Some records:
########
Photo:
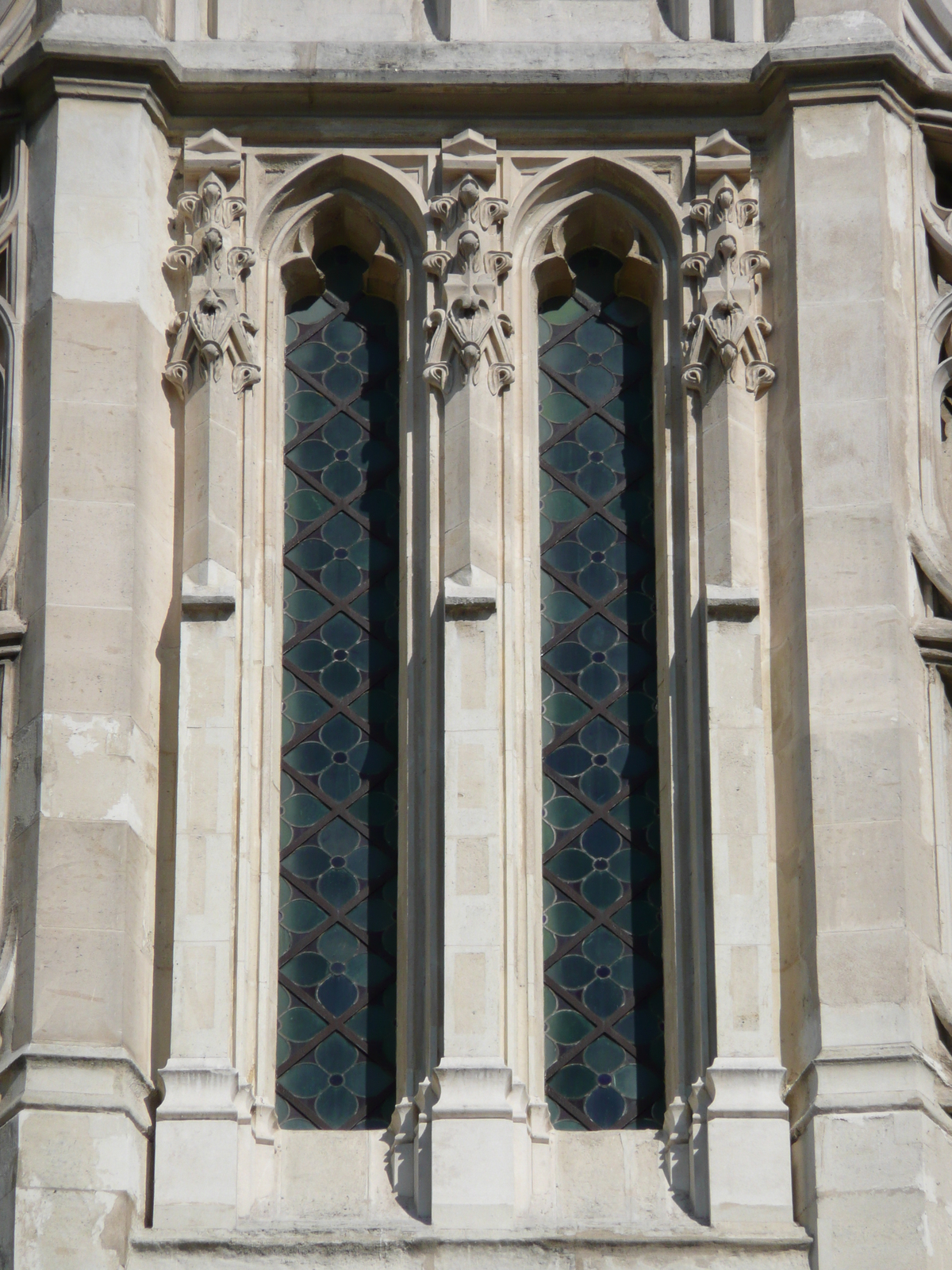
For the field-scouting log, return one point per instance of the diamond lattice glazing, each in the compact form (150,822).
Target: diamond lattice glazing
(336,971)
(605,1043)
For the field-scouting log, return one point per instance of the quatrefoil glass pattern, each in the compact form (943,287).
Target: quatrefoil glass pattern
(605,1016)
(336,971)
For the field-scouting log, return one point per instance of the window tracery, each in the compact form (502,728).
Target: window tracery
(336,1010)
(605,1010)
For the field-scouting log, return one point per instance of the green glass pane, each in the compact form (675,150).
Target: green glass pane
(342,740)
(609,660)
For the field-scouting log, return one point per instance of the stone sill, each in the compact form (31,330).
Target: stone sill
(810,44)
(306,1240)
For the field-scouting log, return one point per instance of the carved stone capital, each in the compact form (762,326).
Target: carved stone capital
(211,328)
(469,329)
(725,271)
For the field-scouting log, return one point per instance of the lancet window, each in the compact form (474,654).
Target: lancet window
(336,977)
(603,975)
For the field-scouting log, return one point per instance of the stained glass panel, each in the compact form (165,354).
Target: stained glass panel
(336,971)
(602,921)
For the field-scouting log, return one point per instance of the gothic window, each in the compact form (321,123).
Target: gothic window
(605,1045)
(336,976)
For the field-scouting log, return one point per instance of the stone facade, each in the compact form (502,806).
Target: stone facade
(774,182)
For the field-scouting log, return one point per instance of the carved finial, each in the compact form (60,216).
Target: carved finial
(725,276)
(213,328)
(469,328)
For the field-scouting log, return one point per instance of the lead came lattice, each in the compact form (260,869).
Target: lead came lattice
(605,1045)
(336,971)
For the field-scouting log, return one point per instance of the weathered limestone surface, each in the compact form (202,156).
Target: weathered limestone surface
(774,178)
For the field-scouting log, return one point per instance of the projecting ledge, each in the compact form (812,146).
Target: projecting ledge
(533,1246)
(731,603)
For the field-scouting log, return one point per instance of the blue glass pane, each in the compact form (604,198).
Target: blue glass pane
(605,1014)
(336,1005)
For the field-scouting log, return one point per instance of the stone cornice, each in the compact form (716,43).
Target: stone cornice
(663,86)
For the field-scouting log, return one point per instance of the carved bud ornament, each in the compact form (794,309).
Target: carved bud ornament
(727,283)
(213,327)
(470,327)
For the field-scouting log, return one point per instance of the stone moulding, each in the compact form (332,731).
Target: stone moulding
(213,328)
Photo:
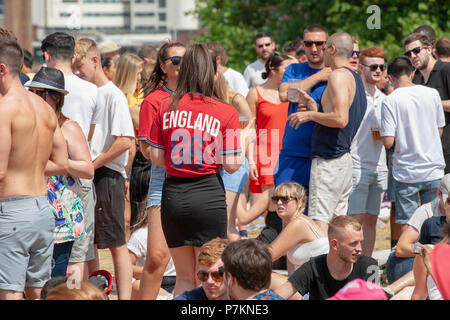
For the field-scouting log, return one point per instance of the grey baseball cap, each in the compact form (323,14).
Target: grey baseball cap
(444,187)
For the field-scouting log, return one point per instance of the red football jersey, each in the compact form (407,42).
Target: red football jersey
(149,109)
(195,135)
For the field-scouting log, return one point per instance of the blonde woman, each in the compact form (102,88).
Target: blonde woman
########
# Exercise brief
Copy the listing above line for line without changing anything, and omit the pictures.

# Answer to this task
Photo:
For the field-scouting log, return one point per instance of the diamond lattice glazing, each in the compact form (150,822).
Target: diamond lattice glazing
(336,971)
(605,1043)
For the field-scouting log, return one point per instance of the quatrefoil glass pattern, each in the compact form (943,287).
Target: quatrefoil glass pattern
(605,1016)
(336,971)
For the field-scouting log, return one point per instance of the window tracery, each in the compact form (502,728).
Target: window tracery
(336,1010)
(605,1010)
For the field-scouting log, return one point per instance of the green glass pane, each in the compact form (675,150).
Target: green glass pane
(342,740)
(609,660)
For the field-scouting log, return one point per instance of the stone sill, each in the compact form (31,330).
Target: stone sill
(810,44)
(306,1240)
For the field-scouting log, return one point per instance of the carved stone capital, each in the compact form (762,326).
Target: carved stone capital
(211,328)
(469,329)
(725,271)
For the field-scouting log, return one point per instance of the lancet window, each in the compact form (474,654).
Target: lancet window
(336,977)
(603,975)
For the field-scouting log, return one point per instance of the stained glass panel, each in the compact form (165,354).
Target: stained glass panel
(336,971)
(602,921)
For the field-scouting log, return one point per instance of the gothic window, each in the compact form (321,123).
Target: gothic window
(605,1045)
(336,976)
For the field-scouting log, return one point per instance of the stone facade, each in the compact form (502,806).
Target: stone facade
(774,182)
For the field-scouting log, return one point per instance of the carved finial, each in the compact form (60,216).
Target: carved finial
(725,276)
(213,328)
(469,328)
For the field-scouting log, return one point per instance of the lead came lattice, each in the compact form (260,869).
Target: lead came lattice
(605,1045)
(336,971)
For the field-scouting log, return one point per instance of the weathered limestone surface, each in the compact form (202,156).
Target: weathered limestone surface
(774,178)
For the field-scouting log, return one point per instance of the projecting ledge, each in the compact form (812,146).
Target: projecting ledge
(533,1246)
(731,603)
For the field-scouting log, return one point per instance of the blue glass pane, each in the compact form (604,198).
Target: blue glass pane
(605,1014)
(336,1005)
For the field-scouting log, return one point per instance of the stone cornice, each in the compact form (716,43).
Target: stone cornice
(663,86)
For the field-scouting log, return one point per instance of the carved bud ornament, each in the compact form (794,309).
Target: carved bud ornament
(727,283)
(213,327)
(470,327)
For the field-scouting log, return one point per instance of the stone moulding, each in the compact form (332,731).
Target: stone moulding
(213,328)
Photo:
For the field-scouting log, return one point per instance of the grey baseball cap, each in the compact form (323,14).
Target: grey baseball cap
(444,187)
For the field-scouting log, return one point per instance of the red football jersey, each in the compact form (407,42).
Target: red football jersey
(149,109)
(195,135)
For the field-scouting log, return one point per instance of the blonde woman, each in the compact form (102,88).
Target: blonde woman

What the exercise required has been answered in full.